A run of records
────────────────────────────────────────

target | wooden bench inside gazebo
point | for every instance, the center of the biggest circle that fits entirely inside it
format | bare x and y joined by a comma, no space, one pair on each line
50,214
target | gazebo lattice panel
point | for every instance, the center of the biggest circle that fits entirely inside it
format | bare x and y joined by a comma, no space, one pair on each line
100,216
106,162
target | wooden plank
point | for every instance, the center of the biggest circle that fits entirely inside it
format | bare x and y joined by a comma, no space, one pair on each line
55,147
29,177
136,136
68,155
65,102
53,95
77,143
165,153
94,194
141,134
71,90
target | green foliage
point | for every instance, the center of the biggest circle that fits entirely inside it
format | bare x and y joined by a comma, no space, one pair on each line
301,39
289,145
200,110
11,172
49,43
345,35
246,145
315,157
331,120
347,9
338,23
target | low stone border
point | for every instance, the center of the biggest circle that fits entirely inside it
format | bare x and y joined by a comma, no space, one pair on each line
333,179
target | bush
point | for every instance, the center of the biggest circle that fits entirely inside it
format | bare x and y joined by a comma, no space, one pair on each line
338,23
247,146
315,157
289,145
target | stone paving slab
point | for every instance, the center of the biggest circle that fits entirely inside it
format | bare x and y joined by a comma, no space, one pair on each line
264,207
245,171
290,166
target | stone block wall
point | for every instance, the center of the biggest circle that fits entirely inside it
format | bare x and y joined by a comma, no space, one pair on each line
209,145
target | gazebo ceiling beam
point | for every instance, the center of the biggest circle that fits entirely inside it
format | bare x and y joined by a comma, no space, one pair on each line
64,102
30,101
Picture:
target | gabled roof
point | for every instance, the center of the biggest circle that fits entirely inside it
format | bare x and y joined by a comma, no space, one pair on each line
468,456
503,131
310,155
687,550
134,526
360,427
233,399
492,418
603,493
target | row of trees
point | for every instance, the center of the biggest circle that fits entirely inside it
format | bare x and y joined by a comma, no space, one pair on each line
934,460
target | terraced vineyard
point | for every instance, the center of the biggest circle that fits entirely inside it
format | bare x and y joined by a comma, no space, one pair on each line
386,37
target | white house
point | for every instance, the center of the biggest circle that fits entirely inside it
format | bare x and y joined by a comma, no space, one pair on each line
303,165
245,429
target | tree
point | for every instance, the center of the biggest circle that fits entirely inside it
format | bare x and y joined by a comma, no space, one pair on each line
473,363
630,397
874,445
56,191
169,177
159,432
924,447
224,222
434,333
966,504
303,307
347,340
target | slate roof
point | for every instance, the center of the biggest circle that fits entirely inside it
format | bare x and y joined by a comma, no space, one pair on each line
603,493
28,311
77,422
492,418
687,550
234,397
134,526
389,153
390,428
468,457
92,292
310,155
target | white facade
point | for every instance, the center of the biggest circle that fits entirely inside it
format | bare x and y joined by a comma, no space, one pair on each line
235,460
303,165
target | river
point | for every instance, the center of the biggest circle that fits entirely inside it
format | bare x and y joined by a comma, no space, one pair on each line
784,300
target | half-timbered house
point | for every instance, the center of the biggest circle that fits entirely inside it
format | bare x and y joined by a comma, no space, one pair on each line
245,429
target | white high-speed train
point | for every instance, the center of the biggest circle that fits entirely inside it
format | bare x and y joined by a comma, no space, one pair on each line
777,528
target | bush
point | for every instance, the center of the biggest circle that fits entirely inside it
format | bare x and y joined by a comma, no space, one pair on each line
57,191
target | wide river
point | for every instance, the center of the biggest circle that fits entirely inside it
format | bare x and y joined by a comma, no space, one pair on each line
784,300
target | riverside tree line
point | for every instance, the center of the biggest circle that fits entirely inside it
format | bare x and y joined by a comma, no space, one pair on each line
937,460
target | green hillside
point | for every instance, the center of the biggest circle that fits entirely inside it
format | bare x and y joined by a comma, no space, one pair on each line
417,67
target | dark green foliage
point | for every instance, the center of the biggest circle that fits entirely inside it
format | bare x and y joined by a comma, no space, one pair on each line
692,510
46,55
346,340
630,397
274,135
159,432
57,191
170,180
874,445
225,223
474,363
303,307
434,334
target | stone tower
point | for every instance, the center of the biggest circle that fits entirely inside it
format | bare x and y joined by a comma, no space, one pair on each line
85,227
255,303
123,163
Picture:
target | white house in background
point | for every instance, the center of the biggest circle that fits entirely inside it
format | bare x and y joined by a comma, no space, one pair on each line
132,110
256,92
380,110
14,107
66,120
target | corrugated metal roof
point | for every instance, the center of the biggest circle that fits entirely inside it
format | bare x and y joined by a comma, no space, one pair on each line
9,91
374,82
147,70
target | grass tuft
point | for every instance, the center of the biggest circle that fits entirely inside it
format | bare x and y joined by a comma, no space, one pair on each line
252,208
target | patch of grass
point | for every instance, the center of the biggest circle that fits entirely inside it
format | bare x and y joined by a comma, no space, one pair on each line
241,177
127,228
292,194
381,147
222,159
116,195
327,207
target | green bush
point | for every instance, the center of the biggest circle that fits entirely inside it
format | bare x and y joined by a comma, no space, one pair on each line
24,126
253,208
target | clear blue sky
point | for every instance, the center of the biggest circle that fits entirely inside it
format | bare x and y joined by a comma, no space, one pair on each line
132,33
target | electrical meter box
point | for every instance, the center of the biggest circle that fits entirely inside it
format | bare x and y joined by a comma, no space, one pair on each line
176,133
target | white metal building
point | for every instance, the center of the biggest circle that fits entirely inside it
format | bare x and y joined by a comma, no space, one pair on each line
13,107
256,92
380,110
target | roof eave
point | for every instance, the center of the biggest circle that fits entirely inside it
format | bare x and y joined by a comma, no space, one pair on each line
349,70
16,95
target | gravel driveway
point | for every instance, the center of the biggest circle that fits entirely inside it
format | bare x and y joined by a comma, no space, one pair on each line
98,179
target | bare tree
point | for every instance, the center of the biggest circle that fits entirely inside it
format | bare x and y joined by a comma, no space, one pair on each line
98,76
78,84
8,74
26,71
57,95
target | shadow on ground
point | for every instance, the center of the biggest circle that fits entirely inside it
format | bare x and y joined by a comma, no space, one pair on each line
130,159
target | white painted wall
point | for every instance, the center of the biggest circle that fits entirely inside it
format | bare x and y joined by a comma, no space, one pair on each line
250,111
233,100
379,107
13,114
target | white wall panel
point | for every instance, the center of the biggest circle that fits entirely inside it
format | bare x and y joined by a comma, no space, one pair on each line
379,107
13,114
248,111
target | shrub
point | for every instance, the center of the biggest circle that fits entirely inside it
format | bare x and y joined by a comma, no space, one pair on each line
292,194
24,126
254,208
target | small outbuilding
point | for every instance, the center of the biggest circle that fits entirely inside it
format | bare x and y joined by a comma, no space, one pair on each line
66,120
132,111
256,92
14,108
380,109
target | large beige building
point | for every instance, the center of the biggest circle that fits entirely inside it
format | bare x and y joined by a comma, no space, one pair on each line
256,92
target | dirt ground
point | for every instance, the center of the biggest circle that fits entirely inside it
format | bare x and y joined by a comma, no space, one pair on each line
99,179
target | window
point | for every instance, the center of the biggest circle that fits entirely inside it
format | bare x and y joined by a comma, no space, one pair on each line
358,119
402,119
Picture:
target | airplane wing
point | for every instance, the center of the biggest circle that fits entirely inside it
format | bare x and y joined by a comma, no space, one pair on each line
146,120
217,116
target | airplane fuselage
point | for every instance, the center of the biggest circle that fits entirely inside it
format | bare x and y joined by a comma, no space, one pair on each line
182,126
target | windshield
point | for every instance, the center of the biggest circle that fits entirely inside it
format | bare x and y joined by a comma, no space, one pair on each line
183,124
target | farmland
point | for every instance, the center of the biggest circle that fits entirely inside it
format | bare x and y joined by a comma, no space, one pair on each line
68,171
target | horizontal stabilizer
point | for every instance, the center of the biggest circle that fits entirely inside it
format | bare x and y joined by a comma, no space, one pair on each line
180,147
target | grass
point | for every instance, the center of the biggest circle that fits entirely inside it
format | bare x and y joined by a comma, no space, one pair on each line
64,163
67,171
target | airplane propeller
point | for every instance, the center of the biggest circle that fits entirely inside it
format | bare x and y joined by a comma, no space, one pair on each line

────────────────────────────────────────

Aim of the task → Only those lines running from the one containing "target | horizontal stabilizer" through the last line of the data above are to be copied, exactly, with both ends included.

Output of the exercise →
target | horizontal stabilizer
point | for every instance, the center of the biggest circle that fits entirely inside it
format | bare x and y joined by a comma, no space, one pair on each line
180,147
target | grass
point | for every instance, the center of the biggest circle that fits entirely inside it
format | bare x and y joined by a comma, no space, one pair on each line
64,163
67,171
target | airplane propeller
point | for every instance, the center of the biggest circle that fits entirely inside it
format | bare x and y joined by a comma, no space, one pair on each line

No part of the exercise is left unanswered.